╭─ Extrait fourni
Laurent de la Clergerie est l'un d'entre eux. À la tête de LDLC, une société de vente de matériel informatique en pleine croissance, il a fait passer en 2021 ses salariés aux 32 heures, réparties sur une semaine de 4 jours, sans perte de salaire. Le patron en est convaincu: «des salariés épanouis font une entreprise épanouie».
À noter: en France, la durée du travail est de 35 h par semaine. «Il est plus facile de passer de 35 h à 32 h que chez vous en étant à 38 h», épingle d'emblée Laurent de la Clergerie.
800 collaborateurs LDLC sont ainsi passés de 5 jours de 7 h à 4 jours de 8 h. «L'idée était de libérer du temps aux gens. Les modes de vie ont changé. Aujourd'hui, tout le monde travaille. En rentrant, il faut faire à manger, s'occuper des enfants. Il n'y a pas de vie avant 20 h. Et le week-end, on fait ce qu'on n'a pas eu le temps de faire la semaine. Ce n'est pas un vrai week-end. En offrant un jour dans la semaine, je casse la dynamique. Les gens ont un vrai week-end et on sort de celui-ci en abordant une semaine de 4 jours.»
Au départ, Laurent de la Clergerie pense que la démarche va lui coûter. «Par exemple, je me suis dit que les personnes qui préparent les colis n'iraient pas plus vite et que je devrais engager pour maintenir les horaires du call center. Je me suis rendu compte que j'avais fait des erreurs de calcul. Je n'avais pas prévu qu'ils feraient autant de colis à l'heure. En fait, en passant à 4 jours, les gens ne baissent plus la cadence, ils sont moins fatigués. Et puis, on s'est rendu compte que les clients n'appellent pas autant tout le temps. On a donc adapté le travail à la demande.»
╰─
╭─ Données fournies
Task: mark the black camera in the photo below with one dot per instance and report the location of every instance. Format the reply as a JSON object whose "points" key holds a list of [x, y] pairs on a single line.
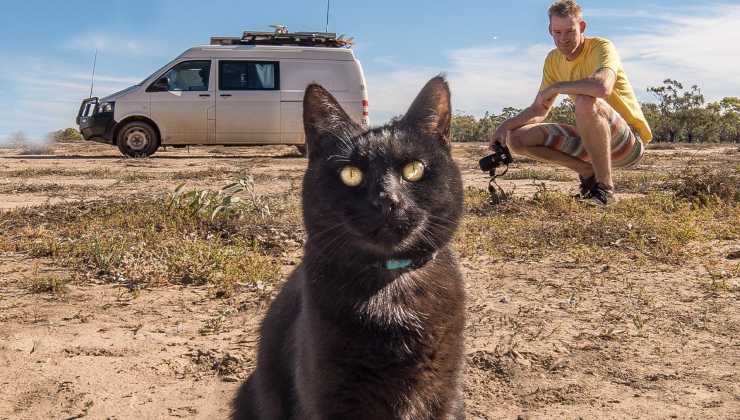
╰─
> **Consigne**: Pouvez-vous reprendre le texte sur la semaine de quatre jours chez LDLC et le poursuivre à partir de sa dernière phrase ?

> **Réponse**:
«Ils travaillent autant et ont le sourire»
S'il pensait devoir embaucher une trentaine de personnes, finalement, il n'a dû en engager que 4 ou 5, dans des services déjà sous tension. «Cela ne m'a rien coûté! C'est impressionnant! Les gens sont juste plus efficaces. Et ils ne s'en rendent pas compte. Les employés travaillent autant, en moins d'heures et en plus, ils ont le sourire!»
La bonne situation économique de l'entreprise ne joue-t-elle pas? «C'est plus rassurant de lancer ce genre de démarche dans une entreprise qui se porte bien. Je n'aurais pas pris le risque dans une année moins bonne. Maintenant, je sais que cela aurait été possible!»
Laurent de la Clergerie estime que cela peut marcher dans de nombreuses entreprises. «Après, quand on a une entreprise de transport de personnes, on ne peut pas dire au chauffeur de rouler à 100 km/h au lieu de 50!»
Le patron de LDLC ne reviendra pas en arrière. «97% des employés sont ravis de la mesure.»
Question organisation: si beaucoup de travailleurs désiraient prendre congé le vendredi, un système de binôme a été mis en place: un travailleur prend le vendredi la semaine paire, et l’autre la semaine impaire.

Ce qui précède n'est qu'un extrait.